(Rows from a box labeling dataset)
◇ ◇ ◇

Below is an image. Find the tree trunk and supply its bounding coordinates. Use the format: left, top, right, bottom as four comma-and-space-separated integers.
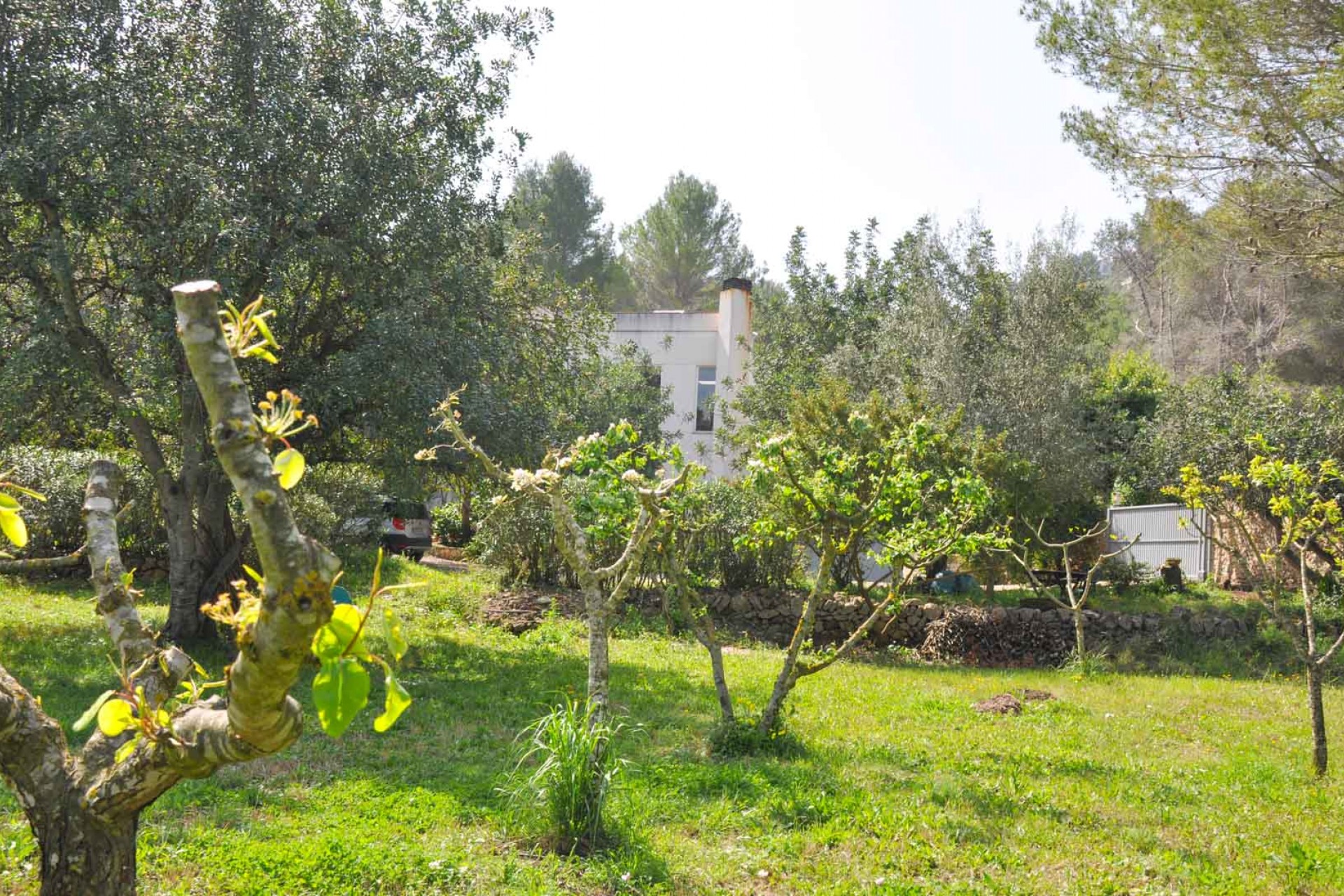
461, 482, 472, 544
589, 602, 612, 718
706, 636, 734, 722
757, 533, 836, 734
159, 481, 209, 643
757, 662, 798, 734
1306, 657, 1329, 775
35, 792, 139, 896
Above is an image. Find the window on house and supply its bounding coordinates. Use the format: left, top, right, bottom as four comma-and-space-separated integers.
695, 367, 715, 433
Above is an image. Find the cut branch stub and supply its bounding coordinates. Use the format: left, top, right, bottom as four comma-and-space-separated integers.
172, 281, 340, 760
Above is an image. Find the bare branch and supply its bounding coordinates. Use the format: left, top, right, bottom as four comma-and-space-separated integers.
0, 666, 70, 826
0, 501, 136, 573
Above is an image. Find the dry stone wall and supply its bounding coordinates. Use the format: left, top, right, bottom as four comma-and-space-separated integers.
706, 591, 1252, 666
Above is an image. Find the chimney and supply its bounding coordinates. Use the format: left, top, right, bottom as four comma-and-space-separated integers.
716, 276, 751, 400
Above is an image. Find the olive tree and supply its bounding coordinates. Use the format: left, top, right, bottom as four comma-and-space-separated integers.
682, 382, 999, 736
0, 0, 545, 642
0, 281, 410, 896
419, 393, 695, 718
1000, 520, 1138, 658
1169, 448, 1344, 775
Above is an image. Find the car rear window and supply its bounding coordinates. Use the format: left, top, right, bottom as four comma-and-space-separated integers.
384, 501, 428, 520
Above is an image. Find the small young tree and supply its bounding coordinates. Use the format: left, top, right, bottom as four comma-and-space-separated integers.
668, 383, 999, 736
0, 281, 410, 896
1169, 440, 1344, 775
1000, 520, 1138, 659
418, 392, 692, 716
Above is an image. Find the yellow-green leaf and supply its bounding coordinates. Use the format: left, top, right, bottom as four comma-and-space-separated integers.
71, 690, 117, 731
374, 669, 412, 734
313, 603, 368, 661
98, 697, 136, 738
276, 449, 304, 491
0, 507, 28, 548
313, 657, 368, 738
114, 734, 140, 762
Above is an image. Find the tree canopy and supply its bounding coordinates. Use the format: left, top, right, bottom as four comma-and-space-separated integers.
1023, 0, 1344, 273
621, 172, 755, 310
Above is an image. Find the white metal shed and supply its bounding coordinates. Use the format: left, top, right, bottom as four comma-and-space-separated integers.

◇ ◇ ◇

### WHAT YOU ARE ASKED TO DO
Rewrite the part that opens with the line containing "Above is an image. Find the yellow-green" and closes at the end of the rows, changing "tree canopy" to "treetop" and leaving everything else as it is.

### REPLY TO THE EXERCISE
Above is an image. Find the yellow-green leaf and supply its bounding coordinates. Use the format: left, top, right, bottom as four comma-and-space-separated integers.
71, 690, 117, 731
374, 669, 412, 734
313, 603, 368, 661
98, 697, 136, 738
276, 449, 304, 491
0, 507, 28, 548
313, 657, 368, 738
114, 734, 140, 762
Above is an image. Find the treetop and supply its bounding coordinates. Use the format: left, top, right, bottom as four comma-and-space-separated integers.
1023, 0, 1344, 273
621, 172, 755, 310
Above is an image. Find the white metal shed and supply its bounding coordinates. Use the format: left, top, right, bottom as four comma-and-space-separated integers.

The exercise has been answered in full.